▶ **To be done**:
Rewrite the entries from the beginning through the line containing "top-left (202, 57), bottom-right (336, 250)", replacing "shirt sleeve" with "shirt cuff" and leaving everything else unchanged.

--*--

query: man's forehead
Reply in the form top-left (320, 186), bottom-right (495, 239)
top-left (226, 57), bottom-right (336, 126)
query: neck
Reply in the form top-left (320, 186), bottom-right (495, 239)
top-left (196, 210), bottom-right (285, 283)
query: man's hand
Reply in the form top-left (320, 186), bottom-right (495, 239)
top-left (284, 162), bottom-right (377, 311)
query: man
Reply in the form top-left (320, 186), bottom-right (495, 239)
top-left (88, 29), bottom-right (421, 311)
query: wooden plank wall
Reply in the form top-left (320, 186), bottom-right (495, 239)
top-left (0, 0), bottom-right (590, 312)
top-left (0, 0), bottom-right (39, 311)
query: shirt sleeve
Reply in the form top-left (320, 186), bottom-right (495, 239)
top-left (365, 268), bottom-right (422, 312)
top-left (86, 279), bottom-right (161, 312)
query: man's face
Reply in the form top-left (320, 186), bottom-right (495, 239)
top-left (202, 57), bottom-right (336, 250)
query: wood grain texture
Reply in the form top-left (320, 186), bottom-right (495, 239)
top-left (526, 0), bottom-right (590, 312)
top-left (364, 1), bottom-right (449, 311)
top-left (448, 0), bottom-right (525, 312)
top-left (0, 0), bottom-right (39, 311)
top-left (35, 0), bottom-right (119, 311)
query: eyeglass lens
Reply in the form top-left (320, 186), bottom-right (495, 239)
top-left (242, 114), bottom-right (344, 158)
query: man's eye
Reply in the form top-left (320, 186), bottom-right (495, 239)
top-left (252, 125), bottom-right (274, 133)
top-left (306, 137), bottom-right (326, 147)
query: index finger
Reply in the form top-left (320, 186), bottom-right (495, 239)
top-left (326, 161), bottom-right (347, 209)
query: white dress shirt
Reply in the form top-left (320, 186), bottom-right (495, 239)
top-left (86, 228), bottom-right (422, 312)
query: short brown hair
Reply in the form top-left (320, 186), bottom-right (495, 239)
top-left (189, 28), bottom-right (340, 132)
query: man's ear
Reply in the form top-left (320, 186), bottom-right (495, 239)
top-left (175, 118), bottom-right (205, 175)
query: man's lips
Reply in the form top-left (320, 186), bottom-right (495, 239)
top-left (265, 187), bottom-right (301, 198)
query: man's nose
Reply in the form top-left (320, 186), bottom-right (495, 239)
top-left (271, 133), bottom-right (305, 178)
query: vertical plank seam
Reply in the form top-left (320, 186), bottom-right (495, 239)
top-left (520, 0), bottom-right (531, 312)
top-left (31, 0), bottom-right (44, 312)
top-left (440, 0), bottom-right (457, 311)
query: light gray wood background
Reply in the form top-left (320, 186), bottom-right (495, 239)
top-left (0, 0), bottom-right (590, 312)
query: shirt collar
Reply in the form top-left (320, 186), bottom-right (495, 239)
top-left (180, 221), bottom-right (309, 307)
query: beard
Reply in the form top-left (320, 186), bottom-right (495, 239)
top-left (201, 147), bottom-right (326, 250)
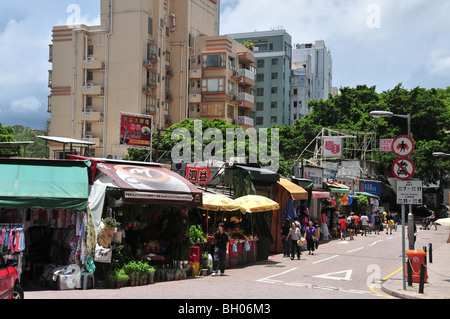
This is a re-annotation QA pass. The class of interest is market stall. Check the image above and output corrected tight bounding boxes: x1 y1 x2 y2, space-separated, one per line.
89 160 202 288
270 178 308 253
0 158 91 289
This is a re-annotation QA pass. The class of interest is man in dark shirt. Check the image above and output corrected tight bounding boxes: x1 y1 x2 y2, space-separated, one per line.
212 223 230 276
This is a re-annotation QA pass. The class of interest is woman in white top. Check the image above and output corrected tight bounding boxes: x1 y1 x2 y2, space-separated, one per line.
286 223 302 260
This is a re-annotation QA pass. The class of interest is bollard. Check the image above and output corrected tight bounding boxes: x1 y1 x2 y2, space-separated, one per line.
419 264 425 294
428 243 433 264
406 260 412 287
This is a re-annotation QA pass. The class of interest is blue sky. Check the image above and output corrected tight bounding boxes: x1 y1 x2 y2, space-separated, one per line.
0 0 450 128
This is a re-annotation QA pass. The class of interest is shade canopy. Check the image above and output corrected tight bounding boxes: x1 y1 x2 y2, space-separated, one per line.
0 159 90 210
235 195 280 213
97 162 202 206
198 193 246 213
278 178 308 200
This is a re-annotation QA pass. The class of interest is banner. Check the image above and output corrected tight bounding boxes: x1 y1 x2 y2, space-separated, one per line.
322 137 342 157
186 167 211 184
119 112 153 148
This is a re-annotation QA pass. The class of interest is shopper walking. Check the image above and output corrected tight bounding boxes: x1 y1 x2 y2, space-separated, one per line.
212 223 230 276
281 218 291 257
305 222 316 255
373 212 381 235
360 214 369 236
286 222 302 260
339 215 347 240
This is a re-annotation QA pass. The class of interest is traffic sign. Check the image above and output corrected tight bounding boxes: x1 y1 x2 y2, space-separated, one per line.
397 181 422 205
392 135 414 157
392 158 416 180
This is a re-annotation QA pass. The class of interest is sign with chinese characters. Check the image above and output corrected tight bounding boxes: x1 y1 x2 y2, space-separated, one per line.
119 112 153 148
186 166 211 184
380 138 394 152
397 180 422 205
322 137 342 157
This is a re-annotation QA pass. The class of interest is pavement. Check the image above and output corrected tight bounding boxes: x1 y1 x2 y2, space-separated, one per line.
381 244 450 299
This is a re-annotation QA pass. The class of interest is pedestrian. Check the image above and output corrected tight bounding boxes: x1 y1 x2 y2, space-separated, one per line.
339 215 347 240
281 218 291 257
346 212 355 240
212 223 230 276
305 222 316 255
394 212 400 231
361 214 369 237
286 222 302 260
373 212 381 235
386 212 395 235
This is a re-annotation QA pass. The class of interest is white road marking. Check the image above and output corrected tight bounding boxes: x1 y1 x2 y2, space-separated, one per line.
313 255 339 264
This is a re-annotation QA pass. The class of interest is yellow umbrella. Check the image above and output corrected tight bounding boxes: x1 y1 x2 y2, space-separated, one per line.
198 193 246 213
235 195 280 213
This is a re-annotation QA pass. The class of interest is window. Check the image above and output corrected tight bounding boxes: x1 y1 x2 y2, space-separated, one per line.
203 53 225 68
202 78 224 92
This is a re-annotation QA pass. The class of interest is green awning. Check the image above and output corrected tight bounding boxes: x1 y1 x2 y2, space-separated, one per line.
0 161 89 210
329 187 350 194
355 192 380 199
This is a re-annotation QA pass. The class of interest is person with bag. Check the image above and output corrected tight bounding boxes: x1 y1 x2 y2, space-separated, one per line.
305 222 317 255
286 222 302 260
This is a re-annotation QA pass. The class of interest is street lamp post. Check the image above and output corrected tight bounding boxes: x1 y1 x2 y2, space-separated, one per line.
369 111 414 290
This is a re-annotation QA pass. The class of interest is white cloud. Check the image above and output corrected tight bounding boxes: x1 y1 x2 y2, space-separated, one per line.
9 96 42 114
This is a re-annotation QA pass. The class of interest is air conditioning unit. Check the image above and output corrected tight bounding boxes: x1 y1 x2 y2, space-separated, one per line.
106 154 122 160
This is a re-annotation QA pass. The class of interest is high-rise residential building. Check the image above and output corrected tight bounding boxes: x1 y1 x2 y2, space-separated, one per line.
189 36 255 128
48 0 221 157
228 30 292 128
291 40 333 122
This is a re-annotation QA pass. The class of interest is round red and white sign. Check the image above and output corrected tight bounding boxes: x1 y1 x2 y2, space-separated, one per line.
392 158 416 179
392 135 414 157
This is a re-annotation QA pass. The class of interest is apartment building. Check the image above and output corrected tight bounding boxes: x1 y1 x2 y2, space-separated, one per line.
48 0 220 157
189 36 255 128
291 40 333 123
228 30 292 128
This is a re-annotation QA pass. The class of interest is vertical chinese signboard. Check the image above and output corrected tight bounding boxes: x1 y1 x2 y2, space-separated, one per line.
186 166 211 184
119 112 153 148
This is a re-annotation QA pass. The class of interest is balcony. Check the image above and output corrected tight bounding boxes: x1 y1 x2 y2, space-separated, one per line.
235 116 255 127
82 135 103 148
236 92 255 109
238 69 255 86
83 83 103 96
189 69 202 79
83 58 105 70
81 109 103 123
189 94 202 103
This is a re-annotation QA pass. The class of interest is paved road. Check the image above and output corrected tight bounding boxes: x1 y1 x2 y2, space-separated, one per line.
25 224 448 300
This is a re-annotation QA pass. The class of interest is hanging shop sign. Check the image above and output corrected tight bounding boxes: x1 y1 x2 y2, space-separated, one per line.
186 166 211 184
392 135 414 157
119 112 153 148
392 158 415 180
322 137 342 157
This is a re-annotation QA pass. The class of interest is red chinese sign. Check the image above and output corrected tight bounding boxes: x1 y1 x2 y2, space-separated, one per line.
120 112 153 148
186 167 211 184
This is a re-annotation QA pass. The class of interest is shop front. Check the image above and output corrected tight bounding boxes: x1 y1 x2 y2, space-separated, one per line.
0 159 90 290
89 161 202 282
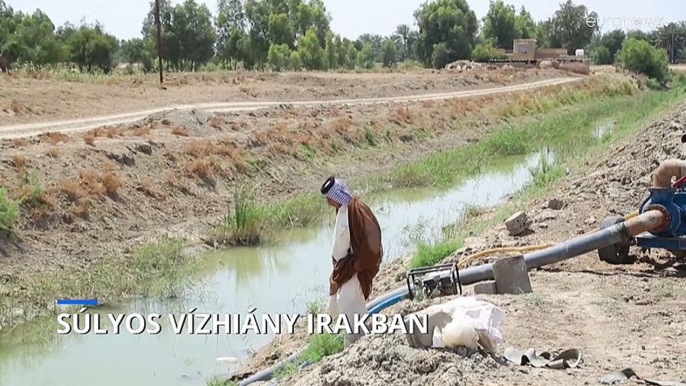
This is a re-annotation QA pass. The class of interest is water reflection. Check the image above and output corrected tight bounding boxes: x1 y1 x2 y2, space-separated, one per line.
0 149 564 386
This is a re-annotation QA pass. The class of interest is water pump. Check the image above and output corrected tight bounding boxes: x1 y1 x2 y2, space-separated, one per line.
598 176 686 264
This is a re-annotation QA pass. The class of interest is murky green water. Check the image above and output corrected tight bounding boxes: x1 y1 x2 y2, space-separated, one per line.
0 150 552 386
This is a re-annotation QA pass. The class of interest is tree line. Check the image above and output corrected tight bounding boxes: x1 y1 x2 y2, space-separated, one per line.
0 0 686 73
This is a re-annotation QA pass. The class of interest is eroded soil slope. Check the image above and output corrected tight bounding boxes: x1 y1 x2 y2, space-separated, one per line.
0 70 597 273
0 69 564 125
242 97 686 386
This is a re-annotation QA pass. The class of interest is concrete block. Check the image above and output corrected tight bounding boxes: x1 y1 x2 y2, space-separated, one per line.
505 212 530 236
493 254 533 295
403 308 452 348
474 281 498 295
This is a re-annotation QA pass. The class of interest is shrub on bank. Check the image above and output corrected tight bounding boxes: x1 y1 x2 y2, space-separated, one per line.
617 38 669 82
0 186 19 231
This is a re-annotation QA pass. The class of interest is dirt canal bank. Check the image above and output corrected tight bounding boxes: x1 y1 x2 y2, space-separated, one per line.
0 76 686 386
0 147 550 386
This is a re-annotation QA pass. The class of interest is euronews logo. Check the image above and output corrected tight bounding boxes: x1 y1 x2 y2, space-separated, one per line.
586 16 665 30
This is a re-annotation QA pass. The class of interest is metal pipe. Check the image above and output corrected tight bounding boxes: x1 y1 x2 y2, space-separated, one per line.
368 210 665 308
652 159 686 188
238 210 666 386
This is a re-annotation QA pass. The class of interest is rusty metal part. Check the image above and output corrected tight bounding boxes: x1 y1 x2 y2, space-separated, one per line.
624 209 669 236
643 204 672 232
652 159 686 188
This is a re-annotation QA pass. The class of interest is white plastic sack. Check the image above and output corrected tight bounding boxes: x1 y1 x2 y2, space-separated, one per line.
326 294 338 320
428 296 505 348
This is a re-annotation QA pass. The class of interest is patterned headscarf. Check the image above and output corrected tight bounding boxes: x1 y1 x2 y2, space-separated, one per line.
321 177 352 205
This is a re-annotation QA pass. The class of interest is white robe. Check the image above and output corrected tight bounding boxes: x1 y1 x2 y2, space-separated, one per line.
329 205 367 346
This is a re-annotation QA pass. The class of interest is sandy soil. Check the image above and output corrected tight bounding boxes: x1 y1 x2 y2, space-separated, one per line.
230 94 686 386
0 69 564 124
0 70 590 274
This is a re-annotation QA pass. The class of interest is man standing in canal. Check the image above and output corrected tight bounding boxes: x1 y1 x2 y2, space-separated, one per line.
321 177 383 346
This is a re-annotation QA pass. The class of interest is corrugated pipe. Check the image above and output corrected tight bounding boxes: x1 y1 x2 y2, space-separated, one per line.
238 211 668 386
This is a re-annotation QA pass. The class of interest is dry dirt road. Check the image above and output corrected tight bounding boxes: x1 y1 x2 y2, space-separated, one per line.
0 77 583 139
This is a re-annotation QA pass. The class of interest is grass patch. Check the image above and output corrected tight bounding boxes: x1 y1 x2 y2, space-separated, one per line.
0 237 198 332
0 186 19 231
210 186 327 246
274 334 343 380
410 78 685 268
205 376 238 386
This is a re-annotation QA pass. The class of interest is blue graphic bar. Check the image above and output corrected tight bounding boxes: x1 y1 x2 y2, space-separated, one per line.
57 299 98 306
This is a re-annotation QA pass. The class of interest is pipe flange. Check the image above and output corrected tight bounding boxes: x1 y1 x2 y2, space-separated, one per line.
643 204 672 233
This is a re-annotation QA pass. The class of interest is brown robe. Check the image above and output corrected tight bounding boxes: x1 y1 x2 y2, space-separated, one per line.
329 197 383 300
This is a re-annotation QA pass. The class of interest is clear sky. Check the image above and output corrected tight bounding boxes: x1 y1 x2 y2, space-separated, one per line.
5 0 686 39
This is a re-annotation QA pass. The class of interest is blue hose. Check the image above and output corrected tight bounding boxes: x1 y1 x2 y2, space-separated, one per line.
238 288 407 386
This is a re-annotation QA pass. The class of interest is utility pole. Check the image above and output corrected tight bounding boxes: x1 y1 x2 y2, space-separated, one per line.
155 0 164 84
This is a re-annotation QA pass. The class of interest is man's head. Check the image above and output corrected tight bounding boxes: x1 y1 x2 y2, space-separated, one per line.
320 176 352 209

--*--

▶ **Task output**:
query: man's forehead
Reply in the form top-left (320, 186), bottom-right (495, 239)
top-left (226, 57), bottom-right (336, 126)
query: neck
Reply in the form top-left (320, 186), bottom-right (495, 239)
top-left (196, 210), bottom-right (285, 283)
query: man's hand
Reply in the form top-left (320, 186), bottom-right (495, 239)
top-left (284, 162), bottom-right (377, 311)
query: man
Reply in the form top-left (320, 186), bottom-right (495, 239)
top-left (88, 29), bottom-right (421, 311)
query: wooden plank wall
Reply in the form top-left (320, 186), bottom-right (495, 239)
top-left (0, 0), bottom-right (590, 312)
top-left (0, 0), bottom-right (39, 311)
query: shirt cuff
Reply in the form top-left (320, 186), bottom-right (495, 239)
top-left (365, 268), bottom-right (422, 312)
top-left (86, 279), bottom-right (161, 312)
query: man's face
Reply in the form top-left (320, 186), bottom-right (495, 239)
top-left (202, 57), bottom-right (336, 250)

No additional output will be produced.